[Prompt]: Reproduce the listing word for word, beginning with the line that contains "the window with iron grille" and going on through the line that contains "Target: window with iron grille", with both of those lines included.

** begin Source records **

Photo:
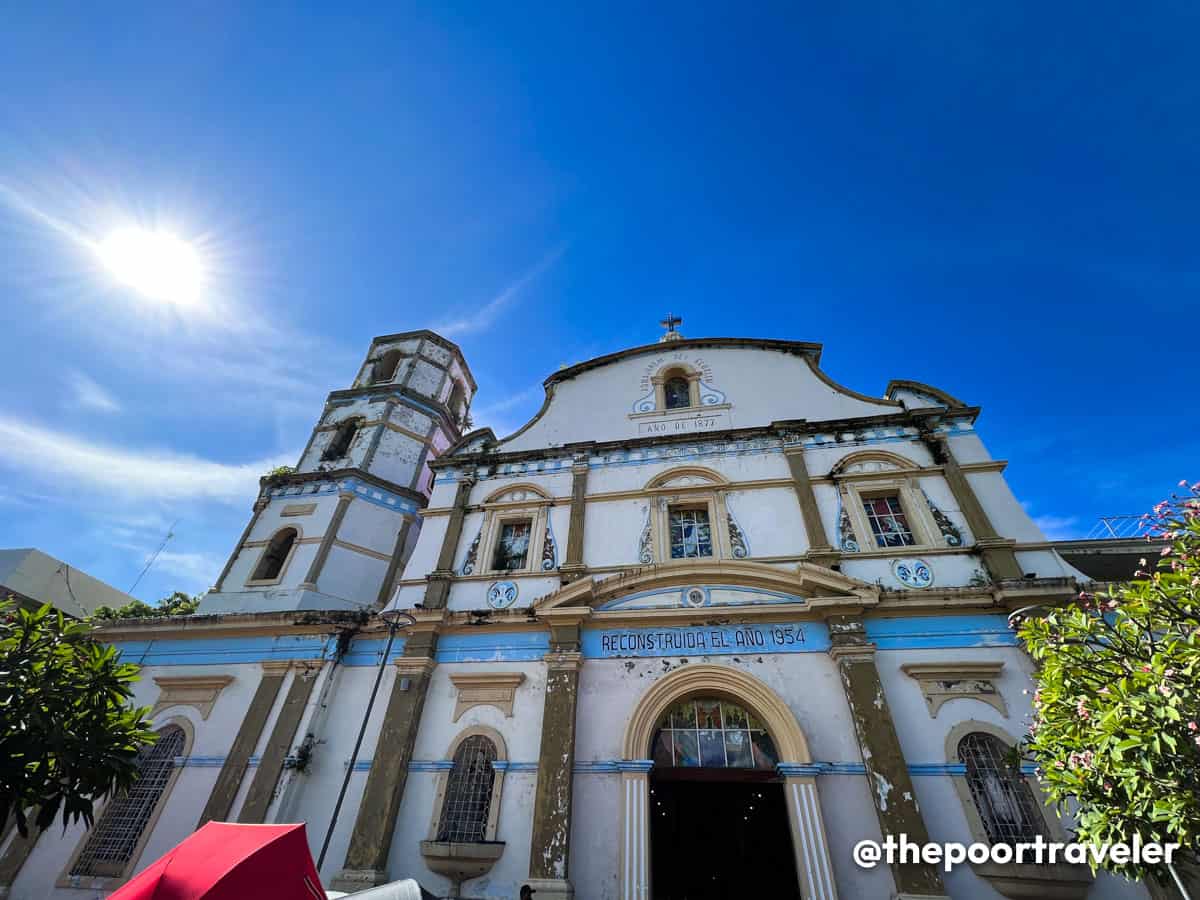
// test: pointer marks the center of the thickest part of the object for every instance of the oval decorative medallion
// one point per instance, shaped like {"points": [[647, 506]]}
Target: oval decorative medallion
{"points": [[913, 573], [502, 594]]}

** end Source records **
** begin Source records **

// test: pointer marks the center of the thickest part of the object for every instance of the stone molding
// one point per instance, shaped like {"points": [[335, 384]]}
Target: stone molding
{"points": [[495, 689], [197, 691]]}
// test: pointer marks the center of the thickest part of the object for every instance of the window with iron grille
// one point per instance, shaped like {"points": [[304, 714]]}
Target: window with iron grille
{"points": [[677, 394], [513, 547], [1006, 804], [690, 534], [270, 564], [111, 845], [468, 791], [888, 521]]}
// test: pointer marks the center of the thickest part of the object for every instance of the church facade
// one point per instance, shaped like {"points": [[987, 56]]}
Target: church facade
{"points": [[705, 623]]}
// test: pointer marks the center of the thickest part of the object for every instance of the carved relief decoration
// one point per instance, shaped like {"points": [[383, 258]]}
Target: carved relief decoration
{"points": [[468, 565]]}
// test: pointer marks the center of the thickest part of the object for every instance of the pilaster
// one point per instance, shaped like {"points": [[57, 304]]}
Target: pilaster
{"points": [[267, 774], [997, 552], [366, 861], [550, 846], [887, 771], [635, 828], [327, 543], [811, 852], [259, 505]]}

** end Source records **
** begin Source records **

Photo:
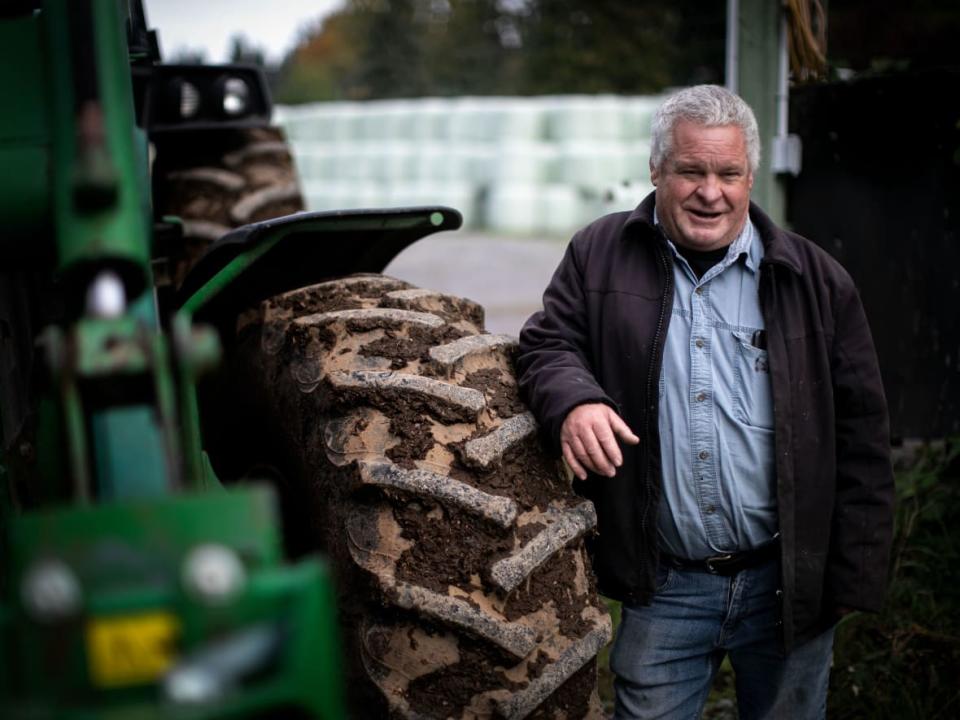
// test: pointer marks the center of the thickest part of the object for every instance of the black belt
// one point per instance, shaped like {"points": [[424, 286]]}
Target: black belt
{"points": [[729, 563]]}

** end Source records **

[Exercise response]:
// test: pointer marks the center of the thickest part of the object for every instance of the window with iron grille
// one point per instance, shaped like {"points": [[304, 714]]}
Target: window with iron grille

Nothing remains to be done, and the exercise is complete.